- **Data provided**:
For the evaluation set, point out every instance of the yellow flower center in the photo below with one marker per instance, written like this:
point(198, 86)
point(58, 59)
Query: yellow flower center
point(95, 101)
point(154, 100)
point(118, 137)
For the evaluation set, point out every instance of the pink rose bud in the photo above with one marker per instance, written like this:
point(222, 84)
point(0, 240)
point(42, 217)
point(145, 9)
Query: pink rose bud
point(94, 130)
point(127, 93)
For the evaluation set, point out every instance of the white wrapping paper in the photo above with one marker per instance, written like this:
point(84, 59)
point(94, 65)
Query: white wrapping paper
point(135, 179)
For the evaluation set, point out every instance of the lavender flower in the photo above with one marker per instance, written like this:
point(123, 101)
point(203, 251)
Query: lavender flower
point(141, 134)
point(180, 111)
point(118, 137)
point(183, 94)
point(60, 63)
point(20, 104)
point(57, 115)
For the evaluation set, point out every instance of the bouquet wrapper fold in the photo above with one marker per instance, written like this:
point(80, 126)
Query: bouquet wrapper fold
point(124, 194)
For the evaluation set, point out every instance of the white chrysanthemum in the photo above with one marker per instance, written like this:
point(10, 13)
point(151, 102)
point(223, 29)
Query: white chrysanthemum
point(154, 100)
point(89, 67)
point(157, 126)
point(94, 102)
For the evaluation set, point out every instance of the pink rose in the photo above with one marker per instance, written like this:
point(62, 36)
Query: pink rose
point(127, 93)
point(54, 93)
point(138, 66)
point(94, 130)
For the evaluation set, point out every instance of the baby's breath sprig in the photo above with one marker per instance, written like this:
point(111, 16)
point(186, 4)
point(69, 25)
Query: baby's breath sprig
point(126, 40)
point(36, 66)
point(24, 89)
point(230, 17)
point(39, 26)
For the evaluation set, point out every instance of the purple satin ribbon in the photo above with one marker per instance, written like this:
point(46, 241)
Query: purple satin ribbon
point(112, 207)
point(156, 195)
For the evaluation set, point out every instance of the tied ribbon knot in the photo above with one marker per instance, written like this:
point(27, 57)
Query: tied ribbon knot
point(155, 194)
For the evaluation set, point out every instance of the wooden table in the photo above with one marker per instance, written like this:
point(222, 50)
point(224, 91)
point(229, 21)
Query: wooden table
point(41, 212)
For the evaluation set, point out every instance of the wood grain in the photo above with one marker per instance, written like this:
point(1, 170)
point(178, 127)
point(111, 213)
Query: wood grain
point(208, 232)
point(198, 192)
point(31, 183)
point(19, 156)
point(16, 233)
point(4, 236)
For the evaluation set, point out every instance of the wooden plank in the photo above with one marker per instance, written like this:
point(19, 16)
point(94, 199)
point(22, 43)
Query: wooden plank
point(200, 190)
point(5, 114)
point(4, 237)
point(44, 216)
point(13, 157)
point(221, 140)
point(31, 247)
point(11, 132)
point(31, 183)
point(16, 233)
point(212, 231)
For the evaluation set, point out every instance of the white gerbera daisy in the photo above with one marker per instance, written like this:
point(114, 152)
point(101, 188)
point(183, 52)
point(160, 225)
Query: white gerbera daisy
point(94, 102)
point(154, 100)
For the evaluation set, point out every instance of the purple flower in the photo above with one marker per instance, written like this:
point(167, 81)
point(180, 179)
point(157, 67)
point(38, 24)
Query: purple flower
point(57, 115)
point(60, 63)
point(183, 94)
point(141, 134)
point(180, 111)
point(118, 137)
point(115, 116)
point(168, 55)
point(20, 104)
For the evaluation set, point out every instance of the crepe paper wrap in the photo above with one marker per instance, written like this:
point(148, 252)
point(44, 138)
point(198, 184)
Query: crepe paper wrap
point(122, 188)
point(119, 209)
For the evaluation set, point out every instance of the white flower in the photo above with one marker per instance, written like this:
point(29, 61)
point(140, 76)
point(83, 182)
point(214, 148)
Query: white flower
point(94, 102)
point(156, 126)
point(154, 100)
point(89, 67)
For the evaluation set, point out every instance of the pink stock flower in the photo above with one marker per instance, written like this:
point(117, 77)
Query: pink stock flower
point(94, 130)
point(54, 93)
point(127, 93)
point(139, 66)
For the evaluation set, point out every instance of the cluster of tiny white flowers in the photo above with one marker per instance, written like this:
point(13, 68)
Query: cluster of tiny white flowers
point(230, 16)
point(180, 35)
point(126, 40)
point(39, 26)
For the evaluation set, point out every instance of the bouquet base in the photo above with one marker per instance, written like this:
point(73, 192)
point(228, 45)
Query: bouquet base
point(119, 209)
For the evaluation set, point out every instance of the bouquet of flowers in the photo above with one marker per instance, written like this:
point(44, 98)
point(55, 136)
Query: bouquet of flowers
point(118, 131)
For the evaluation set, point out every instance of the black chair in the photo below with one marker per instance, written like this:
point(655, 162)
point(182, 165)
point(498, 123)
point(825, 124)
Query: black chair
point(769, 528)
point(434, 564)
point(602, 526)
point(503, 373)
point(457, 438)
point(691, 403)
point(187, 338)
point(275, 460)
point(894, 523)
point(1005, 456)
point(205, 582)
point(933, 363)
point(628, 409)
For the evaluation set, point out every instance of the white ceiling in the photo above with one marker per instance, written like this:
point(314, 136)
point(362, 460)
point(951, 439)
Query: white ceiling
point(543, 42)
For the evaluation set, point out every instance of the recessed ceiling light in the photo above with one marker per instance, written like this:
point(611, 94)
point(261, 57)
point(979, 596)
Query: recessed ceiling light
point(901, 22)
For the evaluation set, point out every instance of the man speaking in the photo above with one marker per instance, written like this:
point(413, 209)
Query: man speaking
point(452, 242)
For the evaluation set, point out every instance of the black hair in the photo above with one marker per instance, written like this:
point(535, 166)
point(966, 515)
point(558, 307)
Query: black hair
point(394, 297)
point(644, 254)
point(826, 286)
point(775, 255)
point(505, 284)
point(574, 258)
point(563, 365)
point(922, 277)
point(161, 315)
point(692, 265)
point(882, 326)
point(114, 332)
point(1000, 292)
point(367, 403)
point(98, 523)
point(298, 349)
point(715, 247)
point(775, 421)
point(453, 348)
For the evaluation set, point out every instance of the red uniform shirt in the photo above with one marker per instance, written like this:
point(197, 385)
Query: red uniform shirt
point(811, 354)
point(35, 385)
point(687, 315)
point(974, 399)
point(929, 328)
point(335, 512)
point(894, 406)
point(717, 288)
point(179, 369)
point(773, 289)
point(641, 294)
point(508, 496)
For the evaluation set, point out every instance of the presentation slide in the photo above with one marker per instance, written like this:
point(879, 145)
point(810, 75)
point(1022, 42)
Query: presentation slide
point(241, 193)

- **Brief**: Lay out all of the data above as a Markdown table with two columns, Row and Line, giving each line its own numbered row and leaving out blank lines.

- **Reply to the task**:
| Row | Line |
|---|---|
| 1 | For the evaluation set, point out every instance of the yellow flower center in the photo below with one marker per instance, written like this: |
| 2 | point(198, 86) |
| 3 | point(58, 59) |
| 4 | Query: yellow flower center |
| 5 | point(95, 101) |
| 6 | point(154, 100) |
| 7 | point(118, 137) |
| 8 | For the evaluation set, point out every instance of the pink rose bud in the photo above with one marker per instance, written like this: |
| 9 | point(222, 84) |
| 10 | point(0, 240) |
| 11 | point(42, 217) |
| 12 | point(145, 9) |
| 13 | Query: pink rose bud |
| 14 | point(94, 130) |
| 15 | point(127, 93) |
| 16 | For the evaluation set, point out every instance of the white wrapping paper in the photo above with one marker per instance, written like this: |
| 17 | point(84, 59) |
| 18 | point(94, 65) |
| 19 | Query: white wrapping paper |
| 20 | point(135, 179) |
| 21 | For the evaluation set, point out every instance of the lavender flower in the photo above with one marker per instance, written like this: |
| 22 | point(123, 101) |
| 23 | point(203, 251) |
| 24 | Query: lavender flower |
| 25 | point(141, 134) |
| 26 | point(180, 111) |
| 27 | point(118, 137) |
| 28 | point(183, 94) |
| 29 | point(60, 63) |
| 30 | point(20, 104) |
| 31 | point(57, 115) |
| 32 | For the evaluation set, point out every instance of the bouquet wrapper fold in the photo above with one marker per instance, written like this: |
| 33 | point(80, 126) |
| 34 | Query: bouquet wrapper fold |
| 35 | point(124, 194) |
| 36 | For the evaluation set, point out every instance of the white chrysanthemum in the photo above with one marker per instance, written like this: |
| 37 | point(10, 13) |
| 38 | point(151, 102) |
| 39 | point(223, 29) |
| 40 | Query: white chrysanthemum |
| 41 | point(154, 100) |
| 42 | point(89, 67) |
| 43 | point(157, 126) |
| 44 | point(94, 102) |
| 45 | For the evaluation set, point out every instance of the pink rose in the photo above with one marker per instance, written like this: |
| 46 | point(62, 36) |
| 47 | Query: pink rose |
| 48 | point(127, 93) |
| 49 | point(54, 93) |
| 50 | point(138, 66) |
| 51 | point(94, 130) |
| 52 | For the evaluation set, point out every instance of the baby's breath sprig in the photo above with one marker per instance, written like this: |
| 53 | point(111, 16) |
| 54 | point(186, 4) |
| 55 | point(69, 25) |
| 56 | Query: baby's breath sprig |
| 57 | point(126, 40) |
| 58 | point(36, 66) |
| 59 | point(24, 89) |
| 60 | point(230, 17) |
| 61 | point(39, 26) |
| 62 | For the evaluation set, point out every instance of the purple satin ribbon in the photo above with one marker per instance, written like this: |
| 63 | point(46, 241) |
| 64 | Query: purple satin ribbon |
| 65 | point(112, 207) |
| 66 | point(156, 195) |
| 67 | For the evaluation set, point out every instance of the tied ribbon knot in the photo above with one marker per instance, written like this: |
| 68 | point(27, 57) |
| 69 | Query: tied ribbon knot |
| 70 | point(155, 194) |
| 71 | For the evaluation set, point out every instance of the wooden table in the photo above with one marker per instance, written like this: |
| 72 | point(222, 50) |
| 73 | point(224, 91) |
| 74 | point(229, 21) |
| 75 | Query: wooden table |
| 76 | point(41, 212) |
| 77 | For the evaluation set, point out every instance of the wood grain in the photo above with one marker per instance, written like this: |
| 78 | point(1, 170) |
| 79 | point(178, 127) |
| 80 | point(111, 213) |
| 81 | Query: wood grain |
| 82 | point(208, 232) |
| 83 | point(198, 192) |
| 84 | point(31, 183) |
| 85 | point(19, 156) |
| 86 | point(16, 233) |
| 87 | point(4, 236) |
| 88 | For the evaluation set, point out every instance of the wooden plank in the photo above with one marker per instance, written like this: |
| 89 | point(19, 16) |
| 90 | point(94, 199) |
| 91 | point(22, 43) |
| 92 | Query: wooden plank |
| 93 | point(200, 190) |
| 94 | point(5, 114) |
| 95 | point(4, 237) |
| 96 | point(44, 216) |
| 97 | point(13, 157) |
| 98 | point(221, 140) |
| 99 | point(31, 247) |
| 100 | point(11, 132) |
| 101 | point(31, 183) |
| 102 | point(16, 233) |
| 103 | point(212, 231) |
| 104 | For the evaluation set, point out every instance of the white gerbera daisy in the photo above with one marker per instance, written like this: |
| 105 | point(114, 152) |
| 106 | point(101, 188) |
| 107 | point(183, 52) |
| 108 | point(160, 225) |
| 109 | Query: white gerbera daisy |
| 110 | point(94, 102) |
| 111 | point(154, 100) |
| 112 | For the evaluation set, point out every instance of the purple flower in the photo above with one marker per instance, written like this: |
| 113 | point(167, 81) |
| 114 | point(180, 179) |
| 115 | point(157, 67) |
| 116 | point(38, 24) |
| 117 | Query: purple flower |
| 118 | point(57, 115) |
| 119 | point(60, 63) |
| 120 | point(183, 94) |
| 121 | point(141, 134) |
| 122 | point(180, 111) |
| 123 | point(118, 137) |
| 124 | point(115, 116) |
| 125 | point(168, 55) |
| 126 | point(20, 104) |
| 127 | For the evaluation set, point out every instance of the crepe paper wrap in the photo above with one marker per instance, written like this: |
| 128 | point(148, 252) |
| 129 | point(44, 138) |
| 130 | point(198, 184) |
| 131 | Query: crepe paper wrap |
| 132 | point(122, 188) |
| 133 | point(119, 209) |
| 134 | For the evaluation set, point out every instance of the white flower in the photo above with one marker per instance, written like this: |
| 135 | point(29, 61) |
| 136 | point(140, 76) |
| 137 | point(83, 182) |
| 138 | point(214, 148) |
| 139 | Query: white flower |
| 140 | point(94, 102) |
| 141 | point(156, 126) |
| 142 | point(154, 100) |
| 143 | point(89, 67) |
| 144 | For the evaluation set, point out every instance of the pink stock flower in the photo above with one marker per instance, written like this: |
| 145 | point(117, 77) |
| 146 | Query: pink stock flower |
| 147 | point(94, 130) |
| 148 | point(54, 93) |
| 149 | point(127, 93) |
| 150 | point(139, 66) |
| 151 | For the evaluation set, point out every instance of the cluster of tiny white flowers in the photo above with one marker per instance, written like this: |
| 152 | point(13, 68) |
| 153 | Query: cluster of tiny white flowers |
| 154 | point(230, 16) |
| 155 | point(180, 35) |
| 156 | point(126, 40) |
| 157 | point(39, 26) |
| 158 | For the evaluation set, point out every instance of the bouquet base in the photo above with one marker per instance, written like this: |
| 159 | point(73, 192) |
| 160 | point(228, 45) |
| 161 | Query: bouquet base |
| 162 | point(119, 209) |
| 163 | For the evaluation set, point out every instance of the bouquet of flowers in the photo above with one marker per instance, written like this: |
| 164 | point(44, 98) |
| 165 | point(55, 136) |
| 166 | Query: bouquet of flowers |
| 167 | point(118, 131) |
| 168 | For the evaluation set, point out every instance of the black chair in the photo below with one marker per instance, written like this: |
| 169 | point(655, 162) |
| 170 | point(182, 165) |
| 171 | point(498, 123) |
| 172 | point(825, 124) |
| 173 | Query: black chair |
| 174 | point(769, 528) |
| 175 | point(434, 564) |
| 176 | point(602, 526) |
| 177 | point(503, 373) |
| 178 | point(457, 438) |
| 179 | point(691, 403) |
| 180 | point(187, 338) |
| 181 | point(275, 460) |
| 182 | point(894, 523) |
| 183 | point(1005, 456) |
| 184 | point(205, 582) |
| 185 | point(933, 363) |
| 186 | point(628, 409) |
| 187 | For the evaluation set, point out every instance of the white ceiling in the photo above with one marker per instance, written like this: |
| 188 | point(314, 136) |
| 189 | point(362, 460) |
| 190 | point(951, 439) |
| 191 | Query: white ceiling |
| 192 | point(543, 42) |
| 193 | For the evaluation set, point out every instance of the recessed ceiling light in the photo above with one marker per instance, written like this: |
| 194 | point(611, 94) |
| 195 | point(261, 57) |
| 196 | point(979, 596) |
| 197 | Query: recessed ceiling light |
| 198 | point(901, 22) |
| 199 | For the evaluation set, point out every instance of the man speaking in the photo above with one marker per instance, written like this: |
| 200 | point(413, 209) |
| 201 | Query: man speaking |
| 202 | point(452, 242) |
| 203 | For the evaluation set, point out every instance of the black hair in the photo above with one marker per instance, written like this: |
| 204 | point(535, 166) |
| 205 | point(966, 515) |
| 206 | point(558, 307) |
| 207 | Query: black hair |
| 208 | point(394, 297) |
| 209 | point(644, 254) |
| 210 | point(826, 286) |
| 211 | point(775, 255) |
| 212 | point(505, 284) |
| 213 | point(574, 258) |
| 214 | point(563, 365) |
| 215 | point(922, 277) |
| 216 | point(161, 315) |
| 217 | point(692, 265) |
| 218 | point(882, 326) |
| 219 | point(114, 332) |
| 220 | point(1000, 292) |
| 221 | point(367, 403) |
| 222 | point(98, 523) |
| 223 | point(298, 349) |
| 224 | point(715, 247) |
| 225 | point(775, 421) |
| 226 | point(453, 348) |
| 227 | For the evaluation set, point out every instance of the red uniform shirt in the photo above with one marker per instance, written like this: |
| 228 | point(197, 385) |
| 229 | Query: red uniform shirt |
| 230 | point(811, 354) |
| 231 | point(35, 385) |
| 232 | point(687, 315) |
| 233 | point(974, 399) |
| 234 | point(929, 328) |
| 235 | point(335, 512) |
| 236 | point(894, 406) |
| 237 | point(717, 288) |
| 238 | point(179, 369) |
| 239 | point(773, 289) |
| 240 | point(641, 294) |
| 241 | point(508, 496) |
| 242 | For the evaluation set, point out every instance of the presentation slide in the photo above with one marker per instance, written like this: |
| 243 | point(879, 145) |
| 244 | point(810, 75) |
| 245 | point(1022, 42) |
| 246 | Query: presentation slide |
| 247 | point(241, 193) |